▶ _HOW TO COMPLETE THIS TASK_:
Set down the material exactly. Keep every line.

********

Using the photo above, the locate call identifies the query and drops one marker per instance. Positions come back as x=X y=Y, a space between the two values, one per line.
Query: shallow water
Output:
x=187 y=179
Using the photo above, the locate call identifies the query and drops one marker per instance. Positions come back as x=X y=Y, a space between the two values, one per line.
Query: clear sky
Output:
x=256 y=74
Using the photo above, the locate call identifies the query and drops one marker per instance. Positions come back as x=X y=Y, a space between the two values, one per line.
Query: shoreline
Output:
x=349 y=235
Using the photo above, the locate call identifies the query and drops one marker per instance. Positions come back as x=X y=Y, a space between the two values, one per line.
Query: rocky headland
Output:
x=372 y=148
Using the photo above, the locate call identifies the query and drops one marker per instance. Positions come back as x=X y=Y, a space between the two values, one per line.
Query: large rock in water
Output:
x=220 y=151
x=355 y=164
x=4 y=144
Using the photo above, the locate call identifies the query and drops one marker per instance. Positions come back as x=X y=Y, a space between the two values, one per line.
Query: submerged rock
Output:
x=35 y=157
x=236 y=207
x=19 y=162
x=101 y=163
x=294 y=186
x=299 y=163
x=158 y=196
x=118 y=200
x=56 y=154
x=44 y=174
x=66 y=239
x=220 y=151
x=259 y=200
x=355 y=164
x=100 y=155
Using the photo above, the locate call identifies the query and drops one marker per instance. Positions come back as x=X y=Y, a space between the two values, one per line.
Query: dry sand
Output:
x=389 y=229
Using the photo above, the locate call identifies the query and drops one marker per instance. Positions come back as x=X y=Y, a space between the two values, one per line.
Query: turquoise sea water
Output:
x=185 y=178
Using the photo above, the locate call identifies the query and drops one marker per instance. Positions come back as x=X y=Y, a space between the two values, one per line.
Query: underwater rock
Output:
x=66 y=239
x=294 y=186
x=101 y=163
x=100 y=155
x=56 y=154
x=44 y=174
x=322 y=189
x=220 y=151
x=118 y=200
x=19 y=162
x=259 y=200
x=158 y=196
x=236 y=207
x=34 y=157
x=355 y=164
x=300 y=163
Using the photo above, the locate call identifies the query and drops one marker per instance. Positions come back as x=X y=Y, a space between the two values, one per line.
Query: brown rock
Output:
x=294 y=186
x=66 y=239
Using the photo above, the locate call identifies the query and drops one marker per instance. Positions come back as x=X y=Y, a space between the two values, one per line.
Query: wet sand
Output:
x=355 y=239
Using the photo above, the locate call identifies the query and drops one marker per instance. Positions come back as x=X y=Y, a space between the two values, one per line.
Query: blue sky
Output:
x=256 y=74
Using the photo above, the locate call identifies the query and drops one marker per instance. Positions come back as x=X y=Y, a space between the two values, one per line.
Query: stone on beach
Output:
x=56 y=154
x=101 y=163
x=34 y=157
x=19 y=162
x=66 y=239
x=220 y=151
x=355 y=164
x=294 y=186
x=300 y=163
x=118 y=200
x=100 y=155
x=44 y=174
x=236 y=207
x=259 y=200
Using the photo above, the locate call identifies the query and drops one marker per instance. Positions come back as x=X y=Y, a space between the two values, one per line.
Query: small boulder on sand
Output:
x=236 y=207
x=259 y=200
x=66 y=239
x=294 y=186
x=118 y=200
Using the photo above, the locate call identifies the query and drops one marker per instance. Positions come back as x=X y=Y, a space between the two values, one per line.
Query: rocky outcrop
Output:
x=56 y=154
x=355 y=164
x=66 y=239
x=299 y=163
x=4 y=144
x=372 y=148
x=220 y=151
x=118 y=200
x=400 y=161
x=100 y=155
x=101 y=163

********

▶ _OUTPUT FOR THIS EXERCISE_:
Using the photo above, the locate call identifies the query and drops one marker per instance. Positions come back as x=X y=Y, a space between the two values, one per line.
Query: shallow water
Output:
x=187 y=179
Using the photo above, the locate call identifies the query and drops one marker per instance. Positions come back as x=X y=Y, a space between the two values, one per line.
Query: clear sky
Output:
x=256 y=74
Using the photo above, the locate call identifies the query and drops one marker per instance. Positions come back as x=X y=Y, a space between the two values, one per line.
Query: shoreline
Output:
x=349 y=235
Using the photo above, the locate call identifies the query and drops one marker per instance. Positions come back as x=X y=Y, a space between the two values, one per line.
Query: rocky headland
Output:
x=372 y=148
Using the photo above, the locate call identifies the query and drops one marker per instance. Positions come back as x=X y=Y, a space between the two values, one per line.
Query: large rock in water
Output:
x=220 y=151
x=355 y=164
x=4 y=144
Using the photo above, the locate call identifies the query and drops one marker per instance. Positions come back as x=X y=Y, a space between the two values, one per line.
Query: submerged rock
Output:
x=35 y=157
x=236 y=207
x=19 y=162
x=101 y=163
x=294 y=186
x=299 y=163
x=158 y=196
x=118 y=200
x=56 y=154
x=44 y=174
x=66 y=239
x=220 y=151
x=259 y=200
x=355 y=164
x=100 y=155
Using the photo above, the locate call identifies the query and drops one marker per instance. Positions come back as x=X y=Y, a space between the two values, one per line.
Query: dry sand
Output:
x=389 y=229
Using the photo above, the locate call identifies the query and drops one marker per instance. Positions come back as x=X y=Y, a space between the two values, one per line.
Query: turquoise sea water
Output:
x=185 y=178
Using the photo above, the locate call identifies the query and drops one marker per instance. Positions come back as x=X y=Y, a space between the two values, one per line.
Query: underwater rock
Output:
x=66 y=239
x=294 y=186
x=101 y=163
x=100 y=155
x=56 y=154
x=44 y=174
x=322 y=189
x=220 y=151
x=118 y=200
x=19 y=162
x=259 y=200
x=158 y=196
x=236 y=207
x=34 y=157
x=355 y=164
x=300 y=163
Using the photo above, the locate call identifies the query and drops one marker per instance. Positions come back as x=X y=Y, a space between the two values, one per line.
Query: brown rock
Output:
x=294 y=186
x=66 y=239
Using the photo above, the locate call identifies the query and drops one marker per instance. Positions come back as x=X y=Y, a space between the two values, one per line.
Query: wet sand
Output:
x=355 y=239
Using the photo above, the locate call identifies the query and drops one marker per instance. Positions come back as x=X y=Y, a space between the two values, one per line.
Query: blue sky
Output:
x=256 y=74
Using the photo above, the locate call identifies the query and drops one marker per instance. Positions come back as x=X y=Y, a space between the two values, one per line.
Query: stone on beach
Output:
x=56 y=154
x=101 y=163
x=34 y=157
x=19 y=162
x=66 y=239
x=220 y=151
x=355 y=164
x=294 y=186
x=300 y=163
x=118 y=200
x=100 y=155
x=44 y=174
x=236 y=207
x=259 y=200
Using the photo above, the locate call identifies the query and drops one marker per instance. Positions come back as x=X y=Y, a space between the two values, one per line.
Query: small boulder on sand
Output:
x=236 y=207
x=259 y=200
x=66 y=239
x=294 y=186
x=118 y=200
Using the photo above, the locate call identifies the query and drops one marker per instance. Positions come back as x=X y=Y, a space between the two values, one per line.
Query: rocky outcrop
Output:
x=56 y=154
x=355 y=164
x=66 y=239
x=299 y=163
x=4 y=144
x=372 y=148
x=220 y=151
x=118 y=200
x=400 y=161
x=100 y=155
x=101 y=163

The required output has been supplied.